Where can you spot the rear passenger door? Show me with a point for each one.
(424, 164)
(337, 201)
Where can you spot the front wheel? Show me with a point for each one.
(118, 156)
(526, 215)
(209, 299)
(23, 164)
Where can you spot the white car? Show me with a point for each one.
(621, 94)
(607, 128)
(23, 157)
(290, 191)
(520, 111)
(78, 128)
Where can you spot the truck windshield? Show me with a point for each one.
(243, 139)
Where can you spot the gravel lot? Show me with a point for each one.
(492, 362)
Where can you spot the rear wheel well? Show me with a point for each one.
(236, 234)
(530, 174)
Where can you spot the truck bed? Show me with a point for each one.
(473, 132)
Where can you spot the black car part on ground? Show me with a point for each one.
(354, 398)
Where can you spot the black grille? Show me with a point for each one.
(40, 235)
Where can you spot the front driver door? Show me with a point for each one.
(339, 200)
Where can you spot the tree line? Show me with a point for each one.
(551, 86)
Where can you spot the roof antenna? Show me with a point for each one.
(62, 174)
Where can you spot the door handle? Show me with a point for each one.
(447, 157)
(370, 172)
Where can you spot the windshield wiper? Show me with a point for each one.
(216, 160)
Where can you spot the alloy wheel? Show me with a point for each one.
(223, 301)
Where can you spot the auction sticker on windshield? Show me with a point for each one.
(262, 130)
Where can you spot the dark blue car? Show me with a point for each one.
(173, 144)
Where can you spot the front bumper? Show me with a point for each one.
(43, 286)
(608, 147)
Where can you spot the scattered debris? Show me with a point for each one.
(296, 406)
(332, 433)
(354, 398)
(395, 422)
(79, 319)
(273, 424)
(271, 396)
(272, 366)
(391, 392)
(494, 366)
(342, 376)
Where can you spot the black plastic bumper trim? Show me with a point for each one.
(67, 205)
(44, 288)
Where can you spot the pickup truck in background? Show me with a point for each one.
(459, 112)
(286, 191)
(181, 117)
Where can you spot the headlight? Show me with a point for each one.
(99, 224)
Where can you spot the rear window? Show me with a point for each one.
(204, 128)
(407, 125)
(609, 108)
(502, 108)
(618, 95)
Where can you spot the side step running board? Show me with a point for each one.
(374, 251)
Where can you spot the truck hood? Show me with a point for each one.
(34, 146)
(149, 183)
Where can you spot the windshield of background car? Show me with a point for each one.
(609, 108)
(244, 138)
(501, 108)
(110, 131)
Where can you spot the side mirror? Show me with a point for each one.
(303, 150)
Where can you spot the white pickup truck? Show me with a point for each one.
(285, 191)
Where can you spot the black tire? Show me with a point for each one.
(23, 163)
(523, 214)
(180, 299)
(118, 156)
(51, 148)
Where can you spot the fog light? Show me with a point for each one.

========================================================================

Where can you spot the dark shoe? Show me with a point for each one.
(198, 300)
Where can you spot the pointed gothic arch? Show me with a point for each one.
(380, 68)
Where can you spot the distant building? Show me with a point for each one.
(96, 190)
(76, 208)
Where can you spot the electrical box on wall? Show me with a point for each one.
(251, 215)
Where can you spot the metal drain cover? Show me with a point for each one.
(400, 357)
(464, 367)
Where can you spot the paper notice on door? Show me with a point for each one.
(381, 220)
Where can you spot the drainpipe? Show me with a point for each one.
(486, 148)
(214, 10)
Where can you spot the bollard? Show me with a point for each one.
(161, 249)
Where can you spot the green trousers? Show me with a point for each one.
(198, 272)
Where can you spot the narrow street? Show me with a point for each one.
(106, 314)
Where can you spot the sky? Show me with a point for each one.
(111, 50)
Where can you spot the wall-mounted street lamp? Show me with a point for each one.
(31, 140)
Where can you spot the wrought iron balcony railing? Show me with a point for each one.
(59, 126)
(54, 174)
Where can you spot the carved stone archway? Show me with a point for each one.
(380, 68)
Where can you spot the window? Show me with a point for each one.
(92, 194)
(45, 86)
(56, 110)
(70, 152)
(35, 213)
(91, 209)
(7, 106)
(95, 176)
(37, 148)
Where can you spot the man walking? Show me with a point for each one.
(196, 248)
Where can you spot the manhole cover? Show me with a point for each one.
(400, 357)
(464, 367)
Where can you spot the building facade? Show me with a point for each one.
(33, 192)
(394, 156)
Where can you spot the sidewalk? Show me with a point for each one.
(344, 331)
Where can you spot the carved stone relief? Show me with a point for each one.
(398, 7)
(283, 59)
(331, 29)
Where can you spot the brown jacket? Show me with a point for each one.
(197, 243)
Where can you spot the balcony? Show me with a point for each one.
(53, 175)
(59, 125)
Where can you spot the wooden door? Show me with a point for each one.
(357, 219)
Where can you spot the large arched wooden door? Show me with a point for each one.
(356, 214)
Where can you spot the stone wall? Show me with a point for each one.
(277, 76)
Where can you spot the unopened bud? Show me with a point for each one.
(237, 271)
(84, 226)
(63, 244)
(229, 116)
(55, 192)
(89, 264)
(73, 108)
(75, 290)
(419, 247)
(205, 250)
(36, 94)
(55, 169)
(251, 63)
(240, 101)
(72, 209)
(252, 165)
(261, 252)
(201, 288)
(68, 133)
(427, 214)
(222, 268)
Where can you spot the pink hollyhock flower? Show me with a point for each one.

========================================================================

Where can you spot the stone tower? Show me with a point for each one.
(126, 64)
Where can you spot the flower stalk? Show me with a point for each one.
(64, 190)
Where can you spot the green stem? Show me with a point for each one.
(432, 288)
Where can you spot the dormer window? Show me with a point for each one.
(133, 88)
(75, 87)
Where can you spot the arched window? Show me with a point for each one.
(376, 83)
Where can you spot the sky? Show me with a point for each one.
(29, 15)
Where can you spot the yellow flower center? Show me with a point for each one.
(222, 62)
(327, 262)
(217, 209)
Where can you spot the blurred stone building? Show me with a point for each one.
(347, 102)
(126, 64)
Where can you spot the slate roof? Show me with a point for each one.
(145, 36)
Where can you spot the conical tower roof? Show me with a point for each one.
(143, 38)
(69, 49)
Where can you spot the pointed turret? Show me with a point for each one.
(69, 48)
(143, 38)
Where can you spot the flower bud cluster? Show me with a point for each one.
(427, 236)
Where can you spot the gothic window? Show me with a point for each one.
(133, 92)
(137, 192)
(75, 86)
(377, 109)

========================================================================

*WHAT TO WORK ON:* Using the entries above, give again exactly the lines from the line holding "Where can you spot the black tire?" through the line holding "Where can you spot the fog". Include both end lines and nothing else.

*TASK ANSWER:*
Where can you spot the black tire? Show me with a point for each one.
(23, 163)
(523, 214)
(180, 299)
(118, 156)
(51, 148)
Where can you spot the fog light? Show me with a point for each one.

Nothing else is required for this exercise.